▶ **About this exercise**:
Without including any pictures, return the records below exactly as written.

▶ **Material for the task**:

════════════════════

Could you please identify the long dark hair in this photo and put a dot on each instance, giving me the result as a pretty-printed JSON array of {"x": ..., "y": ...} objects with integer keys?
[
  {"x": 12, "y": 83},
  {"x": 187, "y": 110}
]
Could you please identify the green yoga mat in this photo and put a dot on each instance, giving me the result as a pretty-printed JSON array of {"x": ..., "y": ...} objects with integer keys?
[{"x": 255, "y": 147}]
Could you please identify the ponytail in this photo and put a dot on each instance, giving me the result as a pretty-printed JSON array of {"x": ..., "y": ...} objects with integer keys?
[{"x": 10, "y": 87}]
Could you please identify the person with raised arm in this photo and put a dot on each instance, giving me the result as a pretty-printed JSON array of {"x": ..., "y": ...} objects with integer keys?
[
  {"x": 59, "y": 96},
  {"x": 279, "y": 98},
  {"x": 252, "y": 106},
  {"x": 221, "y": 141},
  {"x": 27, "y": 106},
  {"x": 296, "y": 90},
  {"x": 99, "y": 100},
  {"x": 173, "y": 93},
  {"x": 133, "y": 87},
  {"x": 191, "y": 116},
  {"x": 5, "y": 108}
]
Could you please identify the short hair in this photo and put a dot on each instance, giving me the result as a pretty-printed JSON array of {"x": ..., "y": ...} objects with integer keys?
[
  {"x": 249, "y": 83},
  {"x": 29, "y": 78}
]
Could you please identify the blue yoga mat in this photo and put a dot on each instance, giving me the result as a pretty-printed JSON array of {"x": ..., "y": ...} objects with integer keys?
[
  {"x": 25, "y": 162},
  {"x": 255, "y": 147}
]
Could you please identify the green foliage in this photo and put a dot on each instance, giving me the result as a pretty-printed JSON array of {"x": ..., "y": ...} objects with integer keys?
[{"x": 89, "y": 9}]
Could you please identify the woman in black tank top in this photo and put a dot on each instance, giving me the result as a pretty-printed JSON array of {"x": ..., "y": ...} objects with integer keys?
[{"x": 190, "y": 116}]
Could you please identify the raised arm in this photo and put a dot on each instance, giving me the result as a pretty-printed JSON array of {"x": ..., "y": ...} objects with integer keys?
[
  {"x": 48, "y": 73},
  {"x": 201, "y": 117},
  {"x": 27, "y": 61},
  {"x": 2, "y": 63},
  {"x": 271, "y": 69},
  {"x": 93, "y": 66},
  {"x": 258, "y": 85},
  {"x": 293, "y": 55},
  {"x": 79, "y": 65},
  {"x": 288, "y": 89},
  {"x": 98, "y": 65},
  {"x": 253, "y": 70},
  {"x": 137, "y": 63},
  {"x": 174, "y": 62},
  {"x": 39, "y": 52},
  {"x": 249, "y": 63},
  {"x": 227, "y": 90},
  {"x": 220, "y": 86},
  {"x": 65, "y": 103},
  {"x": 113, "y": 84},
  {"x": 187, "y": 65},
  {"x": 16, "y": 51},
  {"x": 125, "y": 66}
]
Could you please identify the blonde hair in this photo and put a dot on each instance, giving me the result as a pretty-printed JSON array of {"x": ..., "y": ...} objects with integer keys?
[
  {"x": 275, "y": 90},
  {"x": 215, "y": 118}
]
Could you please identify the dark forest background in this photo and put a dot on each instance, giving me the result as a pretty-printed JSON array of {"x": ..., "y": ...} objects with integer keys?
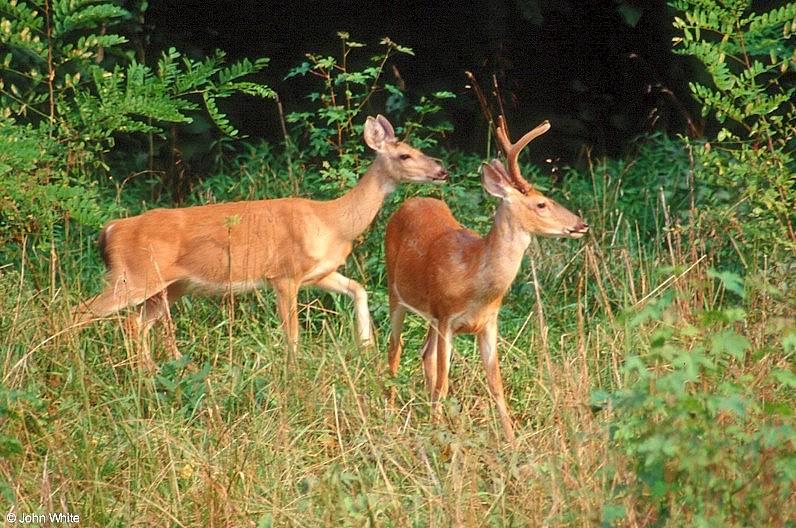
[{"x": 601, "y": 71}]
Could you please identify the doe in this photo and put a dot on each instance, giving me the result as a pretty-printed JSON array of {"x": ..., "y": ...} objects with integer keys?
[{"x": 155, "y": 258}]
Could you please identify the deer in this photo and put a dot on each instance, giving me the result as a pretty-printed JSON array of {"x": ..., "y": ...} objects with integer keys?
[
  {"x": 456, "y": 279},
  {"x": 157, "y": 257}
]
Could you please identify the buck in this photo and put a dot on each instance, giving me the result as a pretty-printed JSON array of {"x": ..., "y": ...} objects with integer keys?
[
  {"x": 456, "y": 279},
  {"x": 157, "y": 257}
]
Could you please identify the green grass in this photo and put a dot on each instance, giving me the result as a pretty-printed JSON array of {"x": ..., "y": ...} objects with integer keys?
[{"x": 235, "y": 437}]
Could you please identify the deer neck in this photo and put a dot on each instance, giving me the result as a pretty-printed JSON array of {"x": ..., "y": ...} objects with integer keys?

════════════════════

▶ **Reply to the exercise**:
Could you please identify the long dark hair in this photo and put a dot on each instance, giving me the result as a pretty-printed JSON array of {"x": ..., "y": ...} objects with integer keys?
[
  {"x": 12, "y": 83},
  {"x": 187, "y": 110}
]
Could you please identify the green yoga mat in this photo and put a dot on each instance, giving me the result as a pretty-printed JSON array of {"x": ..., "y": ...} objects with integer keys?
[{"x": 255, "y": 147}]
Could you please identify the ponytail in this photo and put a dot on each instance, giving me the result as a pretty-printed JSON array of {"x": ..., "y": ...} objects with integer keys?
[{"x": 10, "y": 87}]
Could you please identify the person with raised arm in this photo and put a dot on each instance, giving me the result as a pretty-printed JSON array of {"x": ..., "y": ...} objects with integer keys?
[
  {"x": 59, "y": 96},
  {"x": 279, "y": 98},
  {"x": 252, "y": 106},
  {"x": 221, "y": 141},
  {"x": 27, "y": 106},
  {"x": 296, "y": 90},
  {"x": 99, "y": 100},
  {"x": 173, "y": 93},
  {"x": 133, "y": 87},
  {"x": 191, "y": 116},
  {"x": 5, "y": 108}
]
Could you please identify the short hair in this photo and put a dot on each instance, giving me the result as a pretty-printed JSON array of {"x": ..., "y": ...} objects with integer keys?
[
  {"x": 249, "y": 83},
  {"x": 29, "y": 78}
]
Could you please identify the blue yoga mat in this photo and put a dot on each instance, giving me the result as a pretty-printed JSON array of {"x": ..., "y": ...} objects with integer keys?
[
  {"x": 25, "y": 162},
  {"x": 255, "y": 147}
]
Could you please identify the green foliage in this photo and put a dot on each instance, giving me the result as a pretty-printed JSON array of {"x": ..., "y": ...} objects with integer keys?
[{"x": 89, "y": 9}]
Could you please identify the woman in black tank top in this photo and put a dot on each instance, giving me the result as a pretty-printed JSON array of {"x": ..., "y": ...} objects with integer keys?
[{"x": 190, "y": 116}]
Could you please identify the raised arm in this photo and put a dot on each instance, giving me the result as a pretty-printed JSON array of {"x": ..., "y": ...} objects with integer keys?
[
  {"x": 48, "y": 73},
  {"x": 201, "y": 117},
  {"x": 27, "y": 61},
  {"x": 2, "y": 63},
  {"x": 271, "y": 69},
  {"x": 93, "y": 66},
  {"x": 258, "y": 85},
  {"x": 293, "y": 55},
  {"x": 79, "y": 65},
  {"x": 288, "y": 89},
  {"x": 98, "y": 65},
  {"x": 253, "y": 70},
  {"x": 137, "y": 63},
  {"x": 174, "y": 62},
  {"x": 39, "y": 52},
  {"x": 249, "y": 63},
  {"x": 227, "y": 90},
  {"x": 220, "y": 86},
  {"x": 65, "y": 103},
  {"x": 113, "y": 84},
  {"x": 187, "y": 65},
  {"x": 16, "y": 51},
  {"x": 125, "y": 66}
]
Could you please identify the blonde hair in this photo and put a dot on each instance, giving me the result as a pretty-printed JSON array of {"x": ..., "y": ...} objects with integer keys?
[
  {"x": 275, "y": 90},
  {"x": 215, "y": 118}
]
Could you please identify the dark forest background in this photo and put a dot on each instance, giving me the result as a pretty-printed JSON array of {"x": ..., "y": ...} objects with integer keys?
[{"x": 601, "y": 71}]
Could you please identify the doe in this photo and put a dot on each instance, giving me the result as a pretty-printed JSON array of {"x": ..., "y": ...} objects with integer keys?
[{"x": 155, "y": 258}]
Could you please identify the deer in this photo and put a dot on each instance, giving me the result as a pretty-printed JSON array of {"x": ..., "y": ...} objects with integer keys?
[
  {"x": 456, "y": 279},
  {"x": 157, "y": 257}
]
Could you please identify the buck in this photo and put a dot on each instance, giving me the result as a pretty-printed JSON array of {"x": ..., "y": ...} objects with integer keys?
[
  {"x": 456, "y": 279},
  {"x": 157, "y": 257}
]
Could you please identify the green grass in this photo and put a dot on each instance, giving me the result as a pretty-printed JSON array of {"x": ..., "y": ...} objects with integer keys?
[{"x": 235, "y": 437}]
Could you please identify the deer neck in this photo and put a dot on each instance, giving me the result as a pretty-printed JSON array of {"x": ..., "y": ...} objects with integer keys?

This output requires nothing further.